# START OF EXTRACTED TEXT
Pitch's issues weren't drama related.

Every year when we reach the cancel/renew portion of the television network schedule, I always lose a friend. It never fails, mainly because I have oddball tastes. Usually the fact I legitimately like it, like No Tomorrow, Making History or Frequency means it’s doomed from the start. I’ve come to expect it, so I do feel empathy for fans of the show, Pitch.

But Pitch was doomed from the start and it had nothing at all do whether I watched it or not (I didn’t). It’s days were numbered because it was a drama built around baseball that got all of the baseball wrong.

I could be accused of kicking a horse while it’s down, but in my defense, the NFL Draft and NCAA Softball and Baseball Tournaments overlapped and nearly ended me. With that over, we’ve hit a good dead time in the NFL (which is why the NFL Network programs its Top 100 here), Lisa Iannucci already put together a strong defense of the show, based on it’s characters and drama. For viewers like me, I never got that far to care because the actual business and sport of baseball was so wrong from the start, I didn’t make it 10 minutes into the pilot.

Of all the sports, baseball is the easiest to translate to TV and film. It’s got a slow enough pace that it’s easy to fake on camera and as long as you can teach an actor or actress the proper stances and throwing techniques, you’ll get away with a lot. They can fake a solid game on film, but what you can’t fake is a knowledge of how the sport actually works.

Pitch was about the fictional major league baseball journey of Genevieve “Ginny” Baker played by Kylie Bunbury. Baker is 23 years old and has spent five years in the San Diego Padres minor league system and right there we’ve already messed up the baseball.

See, Ginny’s skill as a pitcher is her mastery of the different pitches, specifically the “screwball.” She has no real power and her fastball tops out in the high 80s, the show says. In the parlance of baseball, that means she throws trash. She’s a ground ball pitcher with the fastball of a high school sophomore. She’s also right-handed. That’s important.

Ginny’s height and weight are never given as far as I can tell, but Bunbury is 5-8 and 128, so that’s what Ginny has to be. They certainly make no effort to make her appear taller or larger.
# END OF EXTRACTED TEXT
# START OF SUPPLIED RECORDS
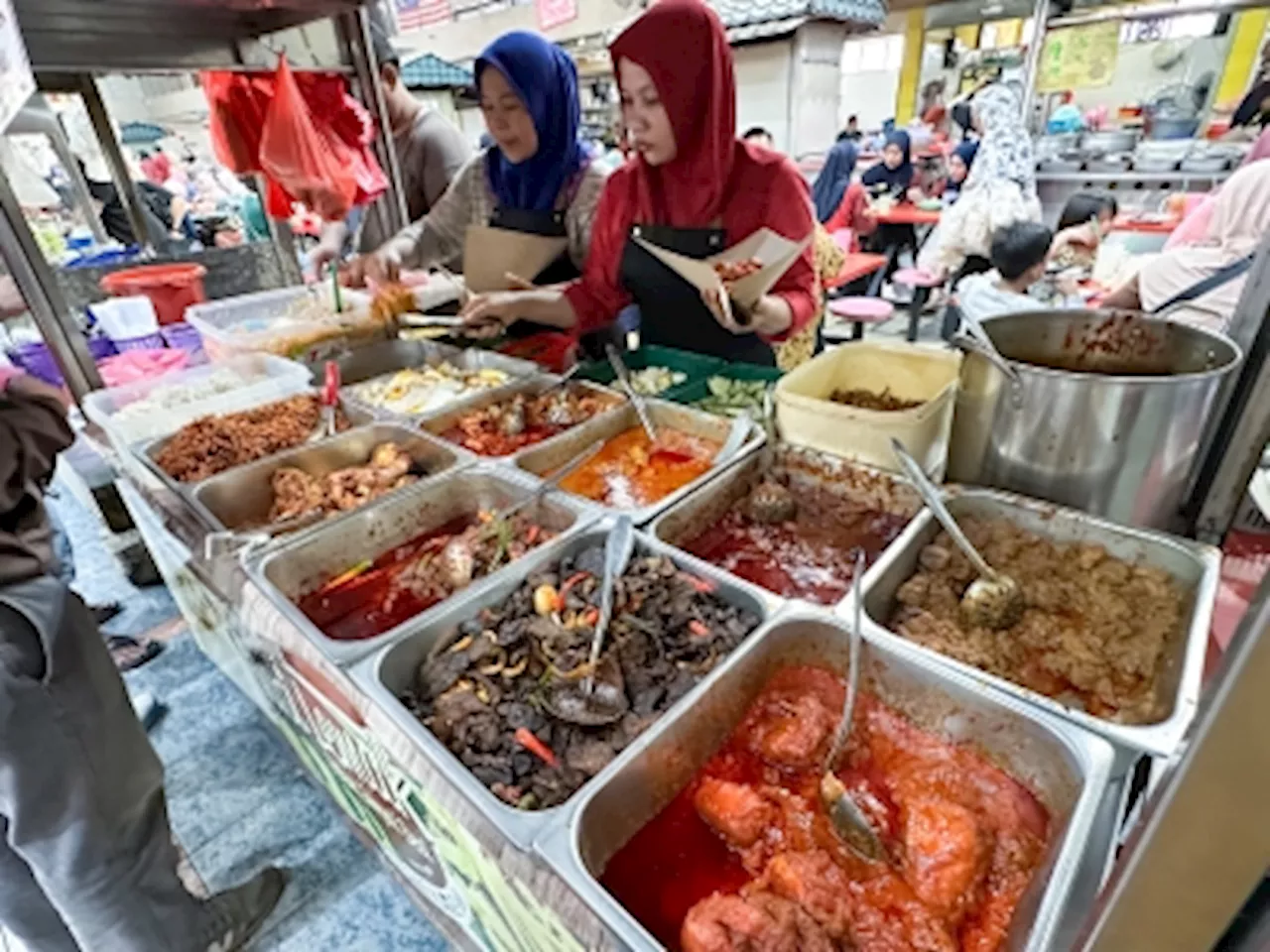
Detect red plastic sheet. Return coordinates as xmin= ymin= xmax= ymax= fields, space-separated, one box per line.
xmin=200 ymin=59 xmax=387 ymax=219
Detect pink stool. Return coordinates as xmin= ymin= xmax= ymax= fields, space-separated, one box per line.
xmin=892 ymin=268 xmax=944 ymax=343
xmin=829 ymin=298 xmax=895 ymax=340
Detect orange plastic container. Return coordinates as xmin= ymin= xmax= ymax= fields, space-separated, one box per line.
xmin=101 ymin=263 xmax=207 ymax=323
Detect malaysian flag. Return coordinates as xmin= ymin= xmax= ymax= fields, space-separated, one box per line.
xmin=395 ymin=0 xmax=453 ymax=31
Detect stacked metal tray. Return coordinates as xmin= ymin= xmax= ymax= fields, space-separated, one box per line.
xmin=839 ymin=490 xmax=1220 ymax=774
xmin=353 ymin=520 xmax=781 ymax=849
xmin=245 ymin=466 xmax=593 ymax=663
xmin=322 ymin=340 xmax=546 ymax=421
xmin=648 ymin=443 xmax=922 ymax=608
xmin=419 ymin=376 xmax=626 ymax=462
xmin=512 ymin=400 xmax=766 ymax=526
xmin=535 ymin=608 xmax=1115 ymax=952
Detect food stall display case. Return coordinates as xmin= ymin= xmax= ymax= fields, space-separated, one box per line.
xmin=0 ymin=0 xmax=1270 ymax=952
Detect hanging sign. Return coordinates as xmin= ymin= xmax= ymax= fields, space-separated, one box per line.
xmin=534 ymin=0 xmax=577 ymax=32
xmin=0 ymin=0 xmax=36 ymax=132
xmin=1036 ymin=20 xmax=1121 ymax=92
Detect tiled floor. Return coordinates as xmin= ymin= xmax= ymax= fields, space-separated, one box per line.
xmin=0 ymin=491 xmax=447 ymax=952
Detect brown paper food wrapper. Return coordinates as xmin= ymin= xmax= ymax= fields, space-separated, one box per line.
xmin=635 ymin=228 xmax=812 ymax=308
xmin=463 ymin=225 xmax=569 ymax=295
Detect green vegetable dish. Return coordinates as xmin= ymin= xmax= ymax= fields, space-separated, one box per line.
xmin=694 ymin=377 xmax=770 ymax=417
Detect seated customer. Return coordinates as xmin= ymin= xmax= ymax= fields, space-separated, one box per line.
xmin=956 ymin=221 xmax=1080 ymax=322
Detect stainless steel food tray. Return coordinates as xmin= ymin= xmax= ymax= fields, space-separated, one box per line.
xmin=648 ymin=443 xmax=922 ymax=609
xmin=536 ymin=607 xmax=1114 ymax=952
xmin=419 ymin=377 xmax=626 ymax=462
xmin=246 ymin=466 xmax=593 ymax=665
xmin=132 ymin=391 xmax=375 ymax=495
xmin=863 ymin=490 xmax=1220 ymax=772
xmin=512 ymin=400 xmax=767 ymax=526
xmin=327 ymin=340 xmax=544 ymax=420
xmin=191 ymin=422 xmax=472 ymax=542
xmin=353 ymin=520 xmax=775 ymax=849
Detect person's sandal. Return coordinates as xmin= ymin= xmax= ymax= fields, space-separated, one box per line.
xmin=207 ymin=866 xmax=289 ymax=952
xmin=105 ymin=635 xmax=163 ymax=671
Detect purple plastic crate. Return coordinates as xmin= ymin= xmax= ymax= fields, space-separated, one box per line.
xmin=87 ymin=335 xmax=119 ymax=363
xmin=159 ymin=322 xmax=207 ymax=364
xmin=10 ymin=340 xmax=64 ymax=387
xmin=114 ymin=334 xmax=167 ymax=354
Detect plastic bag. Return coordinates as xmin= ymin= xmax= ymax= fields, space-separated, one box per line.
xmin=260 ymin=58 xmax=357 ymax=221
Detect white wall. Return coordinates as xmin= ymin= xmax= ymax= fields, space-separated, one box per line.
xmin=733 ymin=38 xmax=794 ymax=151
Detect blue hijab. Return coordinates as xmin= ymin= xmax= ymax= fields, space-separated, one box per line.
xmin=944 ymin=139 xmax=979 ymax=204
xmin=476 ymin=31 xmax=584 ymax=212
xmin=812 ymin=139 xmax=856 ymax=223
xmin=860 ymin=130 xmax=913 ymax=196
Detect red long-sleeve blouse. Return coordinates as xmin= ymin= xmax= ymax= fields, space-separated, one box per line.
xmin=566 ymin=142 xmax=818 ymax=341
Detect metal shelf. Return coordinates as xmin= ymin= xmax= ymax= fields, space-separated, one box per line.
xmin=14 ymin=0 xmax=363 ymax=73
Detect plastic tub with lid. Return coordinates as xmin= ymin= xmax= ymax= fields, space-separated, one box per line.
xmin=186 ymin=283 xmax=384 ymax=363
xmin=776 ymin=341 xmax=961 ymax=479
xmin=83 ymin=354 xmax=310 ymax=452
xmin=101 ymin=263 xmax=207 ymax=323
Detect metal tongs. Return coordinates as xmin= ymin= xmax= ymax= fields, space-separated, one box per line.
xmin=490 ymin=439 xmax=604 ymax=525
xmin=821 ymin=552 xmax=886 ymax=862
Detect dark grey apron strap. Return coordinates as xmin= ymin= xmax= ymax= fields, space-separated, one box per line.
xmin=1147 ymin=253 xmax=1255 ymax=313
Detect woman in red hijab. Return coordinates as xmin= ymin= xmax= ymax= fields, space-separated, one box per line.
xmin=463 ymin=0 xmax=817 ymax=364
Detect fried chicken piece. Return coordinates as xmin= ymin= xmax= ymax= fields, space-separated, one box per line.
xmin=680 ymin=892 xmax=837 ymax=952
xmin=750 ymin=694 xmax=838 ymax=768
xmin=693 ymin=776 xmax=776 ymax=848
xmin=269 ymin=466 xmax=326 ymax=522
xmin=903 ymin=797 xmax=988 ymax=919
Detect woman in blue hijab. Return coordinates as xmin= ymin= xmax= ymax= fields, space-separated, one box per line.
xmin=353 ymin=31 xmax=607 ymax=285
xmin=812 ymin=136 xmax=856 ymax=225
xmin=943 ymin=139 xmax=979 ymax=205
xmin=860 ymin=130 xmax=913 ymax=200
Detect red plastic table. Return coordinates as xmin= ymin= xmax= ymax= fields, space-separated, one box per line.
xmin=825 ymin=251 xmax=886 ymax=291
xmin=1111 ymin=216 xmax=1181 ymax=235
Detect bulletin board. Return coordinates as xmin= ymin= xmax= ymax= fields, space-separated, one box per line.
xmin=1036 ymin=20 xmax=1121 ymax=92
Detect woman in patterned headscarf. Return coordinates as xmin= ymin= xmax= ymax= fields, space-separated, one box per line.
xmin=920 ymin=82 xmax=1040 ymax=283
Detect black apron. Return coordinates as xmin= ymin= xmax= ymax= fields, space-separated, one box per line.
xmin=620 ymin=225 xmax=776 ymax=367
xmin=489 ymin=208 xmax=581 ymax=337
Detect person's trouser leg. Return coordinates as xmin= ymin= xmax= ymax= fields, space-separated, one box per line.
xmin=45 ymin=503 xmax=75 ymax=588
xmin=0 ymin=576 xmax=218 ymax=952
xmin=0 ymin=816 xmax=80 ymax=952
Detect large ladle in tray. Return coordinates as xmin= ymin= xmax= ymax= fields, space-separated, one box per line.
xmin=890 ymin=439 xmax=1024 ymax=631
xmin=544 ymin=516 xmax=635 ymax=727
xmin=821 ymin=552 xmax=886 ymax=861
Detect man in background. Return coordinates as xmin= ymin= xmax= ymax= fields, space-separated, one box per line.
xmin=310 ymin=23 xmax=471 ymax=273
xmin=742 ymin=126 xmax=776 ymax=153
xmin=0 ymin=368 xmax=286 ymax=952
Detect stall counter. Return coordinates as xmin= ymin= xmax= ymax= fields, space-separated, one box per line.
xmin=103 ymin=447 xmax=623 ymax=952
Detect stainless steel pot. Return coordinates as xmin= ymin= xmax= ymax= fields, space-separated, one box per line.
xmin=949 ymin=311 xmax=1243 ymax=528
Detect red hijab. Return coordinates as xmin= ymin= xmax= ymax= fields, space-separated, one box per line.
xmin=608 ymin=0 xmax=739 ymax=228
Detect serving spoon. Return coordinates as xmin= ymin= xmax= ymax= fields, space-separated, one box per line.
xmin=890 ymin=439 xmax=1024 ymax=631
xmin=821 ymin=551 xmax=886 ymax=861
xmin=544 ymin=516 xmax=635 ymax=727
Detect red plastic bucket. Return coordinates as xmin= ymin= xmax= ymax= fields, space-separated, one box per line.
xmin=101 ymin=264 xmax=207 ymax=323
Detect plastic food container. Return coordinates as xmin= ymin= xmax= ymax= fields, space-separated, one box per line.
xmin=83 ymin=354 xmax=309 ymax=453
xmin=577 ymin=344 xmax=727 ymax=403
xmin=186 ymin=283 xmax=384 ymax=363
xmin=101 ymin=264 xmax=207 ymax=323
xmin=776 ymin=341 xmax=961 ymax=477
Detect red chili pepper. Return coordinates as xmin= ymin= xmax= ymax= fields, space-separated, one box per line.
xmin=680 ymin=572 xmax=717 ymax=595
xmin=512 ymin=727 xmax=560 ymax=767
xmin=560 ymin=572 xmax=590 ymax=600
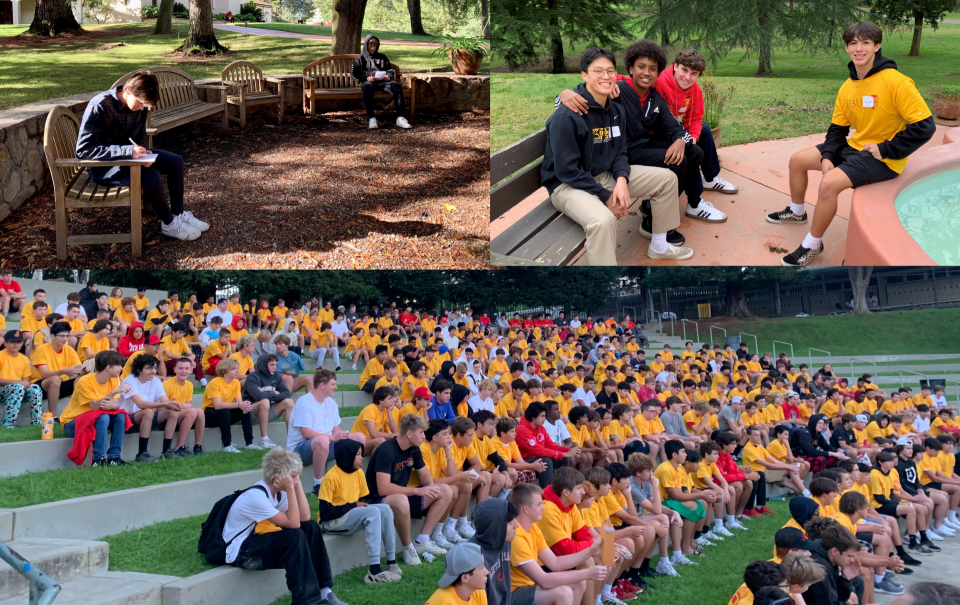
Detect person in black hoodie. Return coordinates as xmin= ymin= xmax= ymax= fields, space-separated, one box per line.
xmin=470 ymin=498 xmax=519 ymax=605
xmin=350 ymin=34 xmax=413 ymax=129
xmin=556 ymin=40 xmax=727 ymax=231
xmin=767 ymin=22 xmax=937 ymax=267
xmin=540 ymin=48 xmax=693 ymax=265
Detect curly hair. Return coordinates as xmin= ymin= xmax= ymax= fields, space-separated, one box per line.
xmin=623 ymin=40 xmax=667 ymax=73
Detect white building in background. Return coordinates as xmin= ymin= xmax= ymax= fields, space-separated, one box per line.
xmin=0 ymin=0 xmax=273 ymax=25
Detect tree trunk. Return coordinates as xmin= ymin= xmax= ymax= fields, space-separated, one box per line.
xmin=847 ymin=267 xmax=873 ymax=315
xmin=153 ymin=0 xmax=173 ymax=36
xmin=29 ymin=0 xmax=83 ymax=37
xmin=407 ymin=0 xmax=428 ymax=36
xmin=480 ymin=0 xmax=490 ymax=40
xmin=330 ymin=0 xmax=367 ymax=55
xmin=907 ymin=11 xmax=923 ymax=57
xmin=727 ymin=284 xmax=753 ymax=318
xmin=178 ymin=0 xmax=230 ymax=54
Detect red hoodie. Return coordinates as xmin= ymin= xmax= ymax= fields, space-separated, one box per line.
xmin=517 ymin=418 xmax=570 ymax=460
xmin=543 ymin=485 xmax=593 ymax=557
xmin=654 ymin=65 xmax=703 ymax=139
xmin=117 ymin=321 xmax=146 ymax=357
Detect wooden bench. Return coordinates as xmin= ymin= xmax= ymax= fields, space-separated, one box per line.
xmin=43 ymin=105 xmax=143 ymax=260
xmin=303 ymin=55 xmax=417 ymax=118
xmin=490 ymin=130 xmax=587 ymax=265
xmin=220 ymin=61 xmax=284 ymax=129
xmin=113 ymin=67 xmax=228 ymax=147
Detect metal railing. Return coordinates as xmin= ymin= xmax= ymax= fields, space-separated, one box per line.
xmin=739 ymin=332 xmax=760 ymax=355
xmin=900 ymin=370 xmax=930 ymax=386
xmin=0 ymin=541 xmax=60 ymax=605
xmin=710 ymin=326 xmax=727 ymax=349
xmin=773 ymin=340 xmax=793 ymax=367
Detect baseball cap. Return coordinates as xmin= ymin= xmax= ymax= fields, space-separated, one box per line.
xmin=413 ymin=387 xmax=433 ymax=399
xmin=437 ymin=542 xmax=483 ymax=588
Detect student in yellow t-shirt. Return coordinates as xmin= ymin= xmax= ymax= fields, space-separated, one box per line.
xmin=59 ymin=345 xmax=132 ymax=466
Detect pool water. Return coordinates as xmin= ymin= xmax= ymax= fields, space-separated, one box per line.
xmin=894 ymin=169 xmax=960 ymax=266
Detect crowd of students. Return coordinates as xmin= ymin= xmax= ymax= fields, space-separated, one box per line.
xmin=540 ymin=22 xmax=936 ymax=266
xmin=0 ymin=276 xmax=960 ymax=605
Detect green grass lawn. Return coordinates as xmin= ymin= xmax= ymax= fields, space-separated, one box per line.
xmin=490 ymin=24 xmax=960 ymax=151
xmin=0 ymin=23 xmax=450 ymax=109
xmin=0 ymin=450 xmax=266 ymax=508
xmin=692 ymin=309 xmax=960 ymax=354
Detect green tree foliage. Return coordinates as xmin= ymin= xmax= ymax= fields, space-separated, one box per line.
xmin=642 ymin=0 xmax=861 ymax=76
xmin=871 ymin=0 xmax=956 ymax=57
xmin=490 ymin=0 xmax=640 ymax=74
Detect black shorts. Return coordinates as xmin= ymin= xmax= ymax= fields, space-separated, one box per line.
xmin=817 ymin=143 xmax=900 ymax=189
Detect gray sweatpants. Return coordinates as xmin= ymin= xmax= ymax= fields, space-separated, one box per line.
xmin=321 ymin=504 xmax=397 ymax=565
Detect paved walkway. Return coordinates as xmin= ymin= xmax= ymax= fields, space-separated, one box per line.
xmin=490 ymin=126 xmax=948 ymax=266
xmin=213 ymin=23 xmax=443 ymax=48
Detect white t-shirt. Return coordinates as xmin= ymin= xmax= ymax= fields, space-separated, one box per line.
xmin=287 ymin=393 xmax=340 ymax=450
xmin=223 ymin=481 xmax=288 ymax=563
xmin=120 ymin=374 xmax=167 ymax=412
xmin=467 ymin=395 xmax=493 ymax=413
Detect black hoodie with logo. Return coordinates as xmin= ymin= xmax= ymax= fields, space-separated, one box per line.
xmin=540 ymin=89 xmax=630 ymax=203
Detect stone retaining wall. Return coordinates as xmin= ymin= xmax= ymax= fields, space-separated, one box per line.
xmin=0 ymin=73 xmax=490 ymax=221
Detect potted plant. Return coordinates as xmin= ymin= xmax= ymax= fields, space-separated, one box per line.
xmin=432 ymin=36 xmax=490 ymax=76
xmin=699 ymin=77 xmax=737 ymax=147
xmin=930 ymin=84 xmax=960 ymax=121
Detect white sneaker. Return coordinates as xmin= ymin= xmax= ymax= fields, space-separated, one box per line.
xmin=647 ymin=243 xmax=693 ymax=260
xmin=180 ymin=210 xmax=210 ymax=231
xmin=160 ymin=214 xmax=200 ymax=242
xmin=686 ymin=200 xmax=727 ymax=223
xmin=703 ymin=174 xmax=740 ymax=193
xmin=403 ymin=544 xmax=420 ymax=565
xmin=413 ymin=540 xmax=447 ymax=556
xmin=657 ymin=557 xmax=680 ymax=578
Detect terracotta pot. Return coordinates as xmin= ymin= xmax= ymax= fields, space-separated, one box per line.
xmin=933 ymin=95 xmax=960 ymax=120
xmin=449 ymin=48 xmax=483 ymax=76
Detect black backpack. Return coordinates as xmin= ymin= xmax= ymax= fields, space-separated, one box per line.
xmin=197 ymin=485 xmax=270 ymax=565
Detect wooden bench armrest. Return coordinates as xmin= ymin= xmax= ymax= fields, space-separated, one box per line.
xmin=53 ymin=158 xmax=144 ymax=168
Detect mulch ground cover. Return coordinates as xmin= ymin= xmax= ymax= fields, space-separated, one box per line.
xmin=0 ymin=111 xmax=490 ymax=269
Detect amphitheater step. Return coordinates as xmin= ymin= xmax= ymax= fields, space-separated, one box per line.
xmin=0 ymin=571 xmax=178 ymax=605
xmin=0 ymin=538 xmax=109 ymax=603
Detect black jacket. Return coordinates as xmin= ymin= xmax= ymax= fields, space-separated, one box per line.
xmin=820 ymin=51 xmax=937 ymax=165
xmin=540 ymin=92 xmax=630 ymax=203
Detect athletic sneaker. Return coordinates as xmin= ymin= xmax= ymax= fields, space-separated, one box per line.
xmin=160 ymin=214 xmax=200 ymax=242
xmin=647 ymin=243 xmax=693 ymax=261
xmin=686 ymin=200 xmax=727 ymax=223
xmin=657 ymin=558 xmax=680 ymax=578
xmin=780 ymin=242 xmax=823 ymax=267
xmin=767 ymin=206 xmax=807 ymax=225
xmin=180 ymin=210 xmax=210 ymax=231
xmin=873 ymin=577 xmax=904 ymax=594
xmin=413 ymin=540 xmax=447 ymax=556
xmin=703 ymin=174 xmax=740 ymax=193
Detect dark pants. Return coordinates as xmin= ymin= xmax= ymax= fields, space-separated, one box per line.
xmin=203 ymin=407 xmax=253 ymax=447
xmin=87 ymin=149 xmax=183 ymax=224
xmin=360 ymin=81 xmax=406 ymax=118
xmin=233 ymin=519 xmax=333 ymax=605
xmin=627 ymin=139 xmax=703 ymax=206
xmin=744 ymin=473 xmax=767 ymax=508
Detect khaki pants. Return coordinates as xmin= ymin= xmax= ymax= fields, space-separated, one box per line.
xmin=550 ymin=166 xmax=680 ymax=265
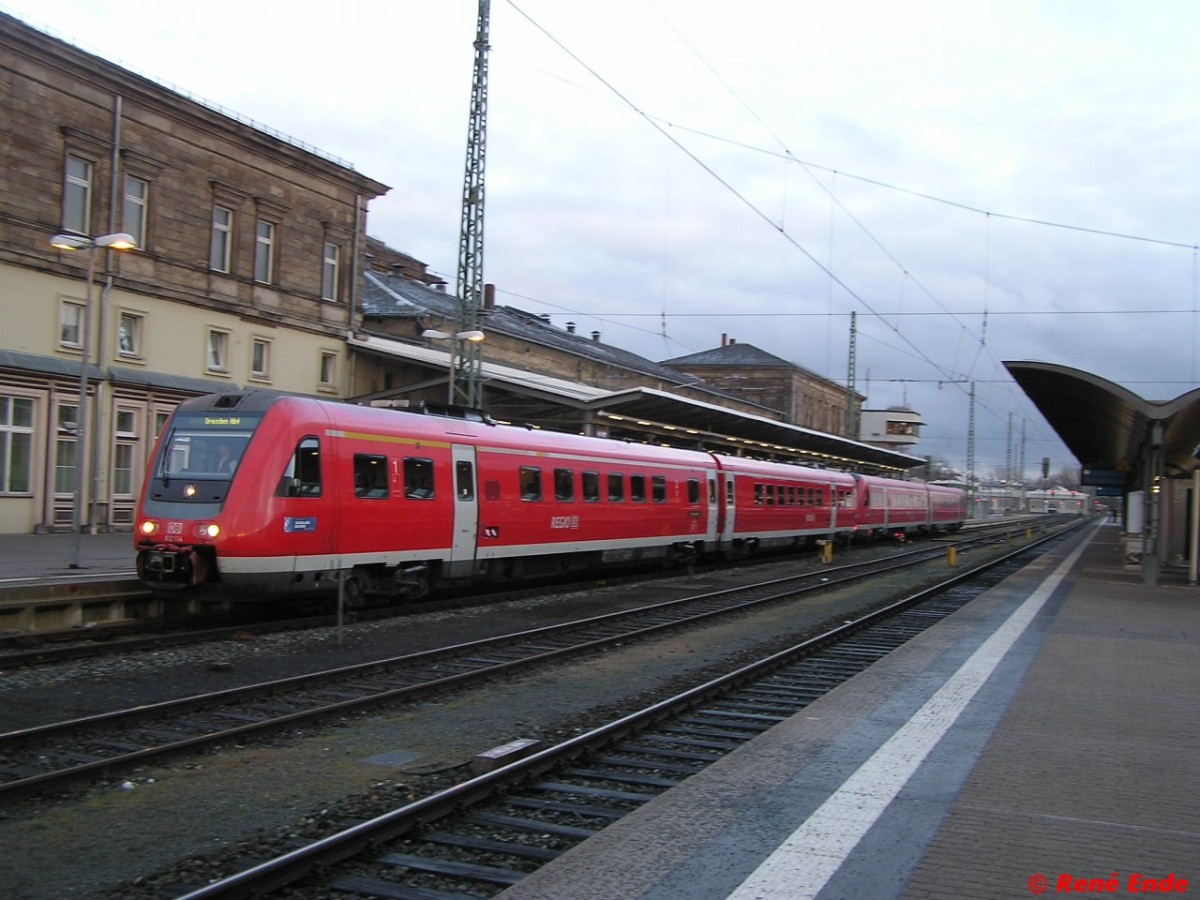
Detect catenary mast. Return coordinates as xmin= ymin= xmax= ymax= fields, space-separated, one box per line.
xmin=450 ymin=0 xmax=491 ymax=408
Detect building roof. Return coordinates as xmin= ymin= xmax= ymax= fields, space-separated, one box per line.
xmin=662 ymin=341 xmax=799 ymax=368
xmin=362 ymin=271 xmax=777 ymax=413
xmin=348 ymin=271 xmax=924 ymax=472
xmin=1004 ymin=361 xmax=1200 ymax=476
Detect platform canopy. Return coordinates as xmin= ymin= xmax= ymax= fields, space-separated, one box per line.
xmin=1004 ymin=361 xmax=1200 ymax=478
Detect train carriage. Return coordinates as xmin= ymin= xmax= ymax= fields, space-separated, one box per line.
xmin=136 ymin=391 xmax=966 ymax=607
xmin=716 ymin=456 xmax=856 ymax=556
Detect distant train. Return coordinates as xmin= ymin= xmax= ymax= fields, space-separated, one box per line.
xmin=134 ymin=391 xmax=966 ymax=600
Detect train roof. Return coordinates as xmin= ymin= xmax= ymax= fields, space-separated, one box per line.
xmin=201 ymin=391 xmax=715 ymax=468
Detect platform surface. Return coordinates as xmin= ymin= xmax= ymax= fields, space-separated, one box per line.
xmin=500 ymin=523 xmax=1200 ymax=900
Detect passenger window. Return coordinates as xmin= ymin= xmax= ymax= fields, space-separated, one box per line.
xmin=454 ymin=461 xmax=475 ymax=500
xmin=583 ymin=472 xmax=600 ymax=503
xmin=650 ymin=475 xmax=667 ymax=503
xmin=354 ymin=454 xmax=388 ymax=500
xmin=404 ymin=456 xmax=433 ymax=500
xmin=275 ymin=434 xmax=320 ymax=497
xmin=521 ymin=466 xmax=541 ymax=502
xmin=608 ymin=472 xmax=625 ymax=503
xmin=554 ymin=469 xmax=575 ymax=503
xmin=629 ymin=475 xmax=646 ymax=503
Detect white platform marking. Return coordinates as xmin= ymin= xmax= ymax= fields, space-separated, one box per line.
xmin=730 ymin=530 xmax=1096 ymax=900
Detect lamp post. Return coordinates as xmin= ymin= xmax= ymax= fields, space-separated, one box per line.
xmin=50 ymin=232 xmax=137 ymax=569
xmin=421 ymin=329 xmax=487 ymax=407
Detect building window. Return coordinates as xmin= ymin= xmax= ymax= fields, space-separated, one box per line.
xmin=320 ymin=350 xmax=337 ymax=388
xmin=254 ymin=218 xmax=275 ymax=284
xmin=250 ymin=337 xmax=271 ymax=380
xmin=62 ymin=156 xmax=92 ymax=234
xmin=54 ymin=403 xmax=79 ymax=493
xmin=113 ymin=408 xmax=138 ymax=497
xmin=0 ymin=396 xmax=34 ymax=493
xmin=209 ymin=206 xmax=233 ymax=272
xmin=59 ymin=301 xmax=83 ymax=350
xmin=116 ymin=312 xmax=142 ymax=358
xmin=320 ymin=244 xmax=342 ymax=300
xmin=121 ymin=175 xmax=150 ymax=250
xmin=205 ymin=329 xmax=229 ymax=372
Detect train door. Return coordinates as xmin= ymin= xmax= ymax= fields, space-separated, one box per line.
# END OF SUPPLIED RECORDS
WHAT IS NEEDED: Can you transcribe the stretch of the Pitch article from "Every year when" through "the baseball wrong." word for word? The data has no connection to the Pitch article.

RESPONSE FOR THIS EXERCISE:
Every year when we reach the cancel/renew portion of the television network schedule, I always lose a friend. It never fails, mainly because I have oddball tastes. Usually the fact I legitimately like it, like No Tomorrow, Making History or Frequency means it’s doomed from the start. I’ve come to expect it, so I do feel empathy for fans of the show, Pitch.

But Pitch was doomed from the start and it had nothing at all do whether I watched it or not (I didn’t). It’s days were numbered because it was a drama built around baseball that got all of the baseball wrong.